**TEXT PROVIDED**

MICHIGAN — A proposed bill would tighten Michigan law on bullying and cyberbullying but may be too broad, free speech experts say.
Calling someone a derogatory or offensive nickname or distributing false or misleading information about the person would be considered bullying under the bill introduced by Rep. Dale Zorn (R-Monroe County) last month. The bill would define a cyberbully as someone who “means to bully through the use of a computer, computer network or computer system.”
The bill would makes bullying or cyberbullying a misdemeanor punishable by up to 93 days imprisonment and a fine of up to $1,000. The bill would also allow court-ordered mental health evaluations and counseling for those convicted of bullying or cyberbullying.
Filed on Sept. 20, the proposal would apply to all citizens, adults as well as children; previous cyberbullying laws in other states have typically targeted only students through school discipline.
The bill specifically says it does not prohibit conduct permitted under the First Amendment, but some of the language is broad enough to apply to protected speech, said Nancy Costello, a law professor at Michigan State and the director of the school’s First Amendment Law Clinic.
Speech that is libelous, incites, slanderous, false advertising, bribery or perjury is not protected by the First Amendment, Costello said. At the same time, the First Amendment does allow what some people would call “distasteful” speech, she said.
“We can make people feel uncomfortable; we can offend people by speech,” she said. “All of that is protected by the First Amendment. What’s not protected is bad behavior and bad conduct. You can’t call somebody a nincompoop and then cross over and encourage somebody to physically harm that person or you can’t then physically threaten that person. That’s what’s illegal.”
Still, Costello said she thought the bill would be met with constitutional objections despite its good intentions. She also said that by narrowing the definition of bullying, the law could be duplicative of other laws already in place.

**DATA RECORDS**
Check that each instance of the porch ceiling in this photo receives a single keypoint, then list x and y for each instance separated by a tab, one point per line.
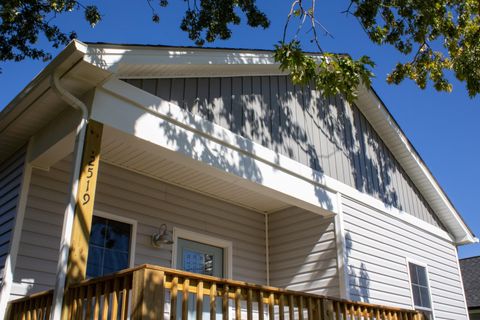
144	158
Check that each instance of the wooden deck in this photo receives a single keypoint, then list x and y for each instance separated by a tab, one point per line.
152	292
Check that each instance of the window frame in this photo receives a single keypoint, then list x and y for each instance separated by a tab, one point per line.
421	264
226	245
133	235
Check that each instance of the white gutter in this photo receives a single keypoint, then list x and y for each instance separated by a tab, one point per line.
70	209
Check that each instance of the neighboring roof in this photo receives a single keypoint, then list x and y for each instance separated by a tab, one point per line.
471	280
96	61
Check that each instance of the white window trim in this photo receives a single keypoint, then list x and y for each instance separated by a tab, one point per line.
422	264
226	245
133	238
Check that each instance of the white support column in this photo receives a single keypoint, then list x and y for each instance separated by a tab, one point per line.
11	260
341	250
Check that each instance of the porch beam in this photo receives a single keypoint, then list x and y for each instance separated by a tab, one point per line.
78	253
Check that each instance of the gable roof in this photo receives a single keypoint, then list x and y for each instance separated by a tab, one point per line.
470	268
92	63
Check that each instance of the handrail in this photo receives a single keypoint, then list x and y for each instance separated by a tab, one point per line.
153	292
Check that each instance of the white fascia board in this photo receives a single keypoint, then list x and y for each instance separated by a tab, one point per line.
55	140
369	103
119	92
62	63
149	118
112	57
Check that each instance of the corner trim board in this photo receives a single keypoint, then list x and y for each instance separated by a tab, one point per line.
10	262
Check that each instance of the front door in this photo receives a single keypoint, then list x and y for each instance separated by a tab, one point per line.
197	257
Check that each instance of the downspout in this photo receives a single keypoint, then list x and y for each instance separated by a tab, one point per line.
61	275
267	249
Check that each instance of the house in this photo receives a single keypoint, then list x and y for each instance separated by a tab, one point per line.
470	268
208	183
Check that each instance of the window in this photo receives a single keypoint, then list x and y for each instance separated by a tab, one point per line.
109	246
420	288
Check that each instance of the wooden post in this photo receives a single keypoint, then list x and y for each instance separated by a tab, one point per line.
78	255
148	294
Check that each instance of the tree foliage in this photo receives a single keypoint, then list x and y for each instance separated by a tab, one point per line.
435	37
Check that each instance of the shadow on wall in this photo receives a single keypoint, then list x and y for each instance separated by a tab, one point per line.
239	105
325	133
358	278
302	252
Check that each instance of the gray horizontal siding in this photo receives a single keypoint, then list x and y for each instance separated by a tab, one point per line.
327	134
377	246
11	175
302	252
149	202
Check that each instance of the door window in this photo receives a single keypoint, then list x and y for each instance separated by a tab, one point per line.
200	258
109	247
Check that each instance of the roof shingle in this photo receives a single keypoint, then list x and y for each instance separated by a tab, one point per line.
471	280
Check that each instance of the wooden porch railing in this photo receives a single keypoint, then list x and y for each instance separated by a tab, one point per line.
151	292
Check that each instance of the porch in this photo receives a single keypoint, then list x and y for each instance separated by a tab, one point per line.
148	292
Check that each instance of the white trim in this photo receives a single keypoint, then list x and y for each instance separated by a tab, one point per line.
342	266
373	108
422	264
461	285
149	118
132	222
11	261
226	245
281	164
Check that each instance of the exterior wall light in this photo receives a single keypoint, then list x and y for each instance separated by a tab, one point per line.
162	237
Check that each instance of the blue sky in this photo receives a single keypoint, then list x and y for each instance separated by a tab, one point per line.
444	128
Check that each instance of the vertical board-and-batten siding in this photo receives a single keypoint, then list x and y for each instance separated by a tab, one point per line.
377	246
11	176
150	202
302	252
327	134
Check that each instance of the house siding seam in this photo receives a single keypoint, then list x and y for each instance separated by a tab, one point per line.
377	246
11	176
303	254
335	139
148	201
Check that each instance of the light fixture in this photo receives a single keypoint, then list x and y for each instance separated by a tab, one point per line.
161	237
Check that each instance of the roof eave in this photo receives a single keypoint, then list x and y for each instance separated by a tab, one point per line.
72	53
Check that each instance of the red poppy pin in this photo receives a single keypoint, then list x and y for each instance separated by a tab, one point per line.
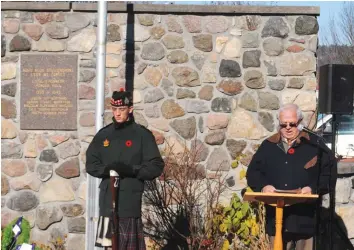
291	151
128	143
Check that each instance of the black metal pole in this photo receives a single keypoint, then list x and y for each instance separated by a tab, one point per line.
332	190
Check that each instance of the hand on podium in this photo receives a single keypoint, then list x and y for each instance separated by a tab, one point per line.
306	190
268	189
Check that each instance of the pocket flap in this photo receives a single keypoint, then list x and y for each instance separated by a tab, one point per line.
311	163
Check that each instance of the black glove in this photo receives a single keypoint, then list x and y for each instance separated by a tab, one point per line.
124	170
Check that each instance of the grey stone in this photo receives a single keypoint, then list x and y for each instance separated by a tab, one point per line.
22	201
173	25
277	84
173	42
267	120
26	17
77	21
203	42
215	137
44	172
199	150
216	24
47	215
197	106
296	83
157	32
11	150
229	68
48	155
140	119
113	33
20	43
72	210
271	68
273	46
69	149
230	87
276	27
185	93
141	67
76	225
10	14
306	25
250	40
177	56
153	95
251	59
152	111
218	160
185	76
57	31
185	127
3	45
248	102
87	75
88	63
9	89
10	59
221	104
146	19
198	58
69	169
75	241
254	79
167	86
268	100
235	147
201	124
153	52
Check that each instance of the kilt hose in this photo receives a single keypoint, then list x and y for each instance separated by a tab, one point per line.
130	233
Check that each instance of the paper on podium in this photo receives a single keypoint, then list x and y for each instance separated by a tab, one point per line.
273	198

**YOUR GOAL**
Revise the stretch of the article on the bullying bill from "The bill specifically" through "Amendment Law Clinic.", replacing "law professor" with "professor of law".

**ANSWER BOX**
The bill specifically says it does not prohibit conduct permitted under the First Amendment, but some of the language is broad enough to apply to protected speech, said Nancy Costello, a professor of law at Michigan State and the director of the school’s First Amendment Law Clinic.